◆ **What you will do**: Rewrite the lines below as a JSON list of strings, one string per line, leaving out any blank lines.

--- BEGIN Information given ---

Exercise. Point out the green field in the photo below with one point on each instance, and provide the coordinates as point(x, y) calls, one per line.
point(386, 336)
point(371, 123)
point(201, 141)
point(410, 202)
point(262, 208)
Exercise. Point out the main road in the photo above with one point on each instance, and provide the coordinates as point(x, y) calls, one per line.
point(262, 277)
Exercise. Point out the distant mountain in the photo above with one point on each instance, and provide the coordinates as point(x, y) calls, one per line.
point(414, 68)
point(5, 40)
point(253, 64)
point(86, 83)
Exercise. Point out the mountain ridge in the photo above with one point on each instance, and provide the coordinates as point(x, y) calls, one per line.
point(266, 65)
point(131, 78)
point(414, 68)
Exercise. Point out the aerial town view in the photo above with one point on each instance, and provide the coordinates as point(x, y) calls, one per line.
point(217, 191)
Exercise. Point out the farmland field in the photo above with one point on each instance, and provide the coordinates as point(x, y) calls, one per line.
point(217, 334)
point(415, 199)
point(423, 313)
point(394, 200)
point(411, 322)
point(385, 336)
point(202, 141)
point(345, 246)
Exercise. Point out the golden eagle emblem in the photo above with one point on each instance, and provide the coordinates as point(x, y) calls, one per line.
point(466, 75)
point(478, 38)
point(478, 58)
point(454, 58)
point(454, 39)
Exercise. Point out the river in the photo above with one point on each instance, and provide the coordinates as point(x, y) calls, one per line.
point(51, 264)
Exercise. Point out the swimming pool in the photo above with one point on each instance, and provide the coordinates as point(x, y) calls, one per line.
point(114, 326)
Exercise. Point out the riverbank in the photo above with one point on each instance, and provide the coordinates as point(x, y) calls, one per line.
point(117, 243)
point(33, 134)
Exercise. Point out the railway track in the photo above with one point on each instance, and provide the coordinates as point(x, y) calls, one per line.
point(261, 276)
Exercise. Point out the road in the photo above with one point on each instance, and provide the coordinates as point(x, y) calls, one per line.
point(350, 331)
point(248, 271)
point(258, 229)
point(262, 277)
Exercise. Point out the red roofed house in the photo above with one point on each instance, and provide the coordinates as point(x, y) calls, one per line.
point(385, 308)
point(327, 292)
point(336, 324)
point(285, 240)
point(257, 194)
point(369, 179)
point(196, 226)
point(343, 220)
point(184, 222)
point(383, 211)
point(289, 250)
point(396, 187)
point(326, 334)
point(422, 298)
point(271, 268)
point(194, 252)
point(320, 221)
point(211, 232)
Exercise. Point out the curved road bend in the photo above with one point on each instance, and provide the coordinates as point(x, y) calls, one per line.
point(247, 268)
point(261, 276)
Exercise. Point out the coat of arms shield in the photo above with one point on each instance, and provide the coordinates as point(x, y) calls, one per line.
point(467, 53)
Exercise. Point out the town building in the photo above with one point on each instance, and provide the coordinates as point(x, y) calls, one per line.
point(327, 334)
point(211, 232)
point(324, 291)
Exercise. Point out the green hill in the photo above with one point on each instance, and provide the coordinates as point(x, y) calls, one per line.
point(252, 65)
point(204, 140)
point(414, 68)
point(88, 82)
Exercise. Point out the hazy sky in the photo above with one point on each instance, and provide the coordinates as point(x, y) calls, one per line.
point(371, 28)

--- END Information given ---

◆ **Exercise response**:
[
  "Exercise. Point out the green field in the photo below with one point on each instance, and provide the coordinates as point(x, y) calls, one per line.",
  "point(386, 336)",
  "point(371, 123)",
  "point(201, 141)",
  "point(410, 202)",
  "point(262, 208)",
  "Exercise. Point out the main road in the photo above with one point on each instance, and provide the coordinates as point(x, y) calls, one per line.",
  "point(262, 277)",
  "Exercise. Point out the distant mountain in the photo above with one point on each instance, and provide the coordinates as point(x, y) calls, one per line.",
  "point(414, 68)",
  "point(5, 40)",
  "point(253, 64)",
  "point(86, 83)",
  "Exercise. Point out the mountain ridge in the photo above with one point on each instance, and provide the coordinates as point(x, y) calls, one per line.",
  "point(266, 65)",
  "point(131, 78)",
  "point(414, 68)",
  "Exercise. Point out the aerial town view in the photo above with one point on each instance, and provide the coordinates as point(x, y) calls, one per line.",
  "point(217, 191)",
  "Exercise. Point out the farmland field in the photo above with one point on each instance, and provide the coordinates as point(x, y) calls, one per line.",
  "point(217, 334)",
  "point(415, 199)",
  "point(423, 313)",
  "point(394, 200)",
  "point(411, 322)",
  "point(385, 336)",
  "point(202, 141)",
  "point(345, 246)",
  "Exercise. Point out the golden eagle emblem in the photo above with one point on each instance, and provide the coordinates as point(x, y) calls, one per line.",
  "point(466, 75)",
  "point(478, 38)",
  "point(478, 58)",
  "point(454, 58)",
  "point(454, 39)",
  "Exercise. Point out the river in the photo above with one point on each instance, and provide the coordinates as point(x, y) calls, one per line.",
  "point(51, 264)",
  "Exercise. Point out the swimming pool in the photo above with one point on each instance, and provide the coordinates as point(x, y) calls, one per line.",
  "point(114, 326)",
  "Exercise. Point out the riverbank in the photo above with one point on each instance, and provide the coordinates as point(x, y) calls, one per line.",
  "point(117, 243)",
  "point(33, 134)",
  "Exercise. Point out the railway track in the photo above with one point on each instance, and provide the coordinates as point(x, y) calls, one per line.",
  "point(261, 276)",
  "Exercise. Point out the road in the photo above with one point on each instance, and provide the coordinates as point(x, y) calls, one per line.",
  "point(350, 331)",
  "point(248, 271)",
  "point(258, 229)",
  "point(262, 277)",
  "Exercise. Point out the red roofed house in the photo above with one point on each instance, and provide the coordinates as point(x, y) calls, one per line.",
  "point(385, 308)",
  "point(327, 292)",
  "point(336, 324)",
  "point(285, 240)",
  "point(257, 194)",
  "point(369, 179)",
  "point(196, 226)",
  "point(343, 220)",
  "point(184, 222)",
  "point(383, 211)",
  "point(289, 250)",
  "point(396, 187)",
  "point(326, 334)",
  "point(422, 298)",
  "point(271, 268)",
  "point(194, 252)",
  "point(320, 221)",
  "point(211, 232)",
  "Exercise. Point out the curved road bend in the photo above with one point on each instance, and provide the coordinates as point(x, y) calls, one per line.",
  "point(247, 268)",
  "point(261, 276)",
  "Exercise. Point out the coat of arms shield in the photo above with one point on each instance, and provide the coordinates as point(x, y) calls, one per line.",
  "point(467, 53)",
  "Exercise. Point out the town building in the photo above with one point on each instance, and provide the coordinates as point(x, y) calls, one per line.",
  "point(327, 334)",
  "point(211, 232)",
  "point(324, 291)",
  "Exercise. Point out the green hill in the photo above with one point on each instance, and provide the coordinates as point(x, y) calls, one per line.",
  "point(252, 65)",
  "point(204, 140)",
  "point(414, 68)",
  "point(88, 82)",
  "Exercise. Point out the hazy sky in the photo above with one point on each instance, and provide the coordinates as point(x, y) calls, one per line.",
  "point(371, 28)"
]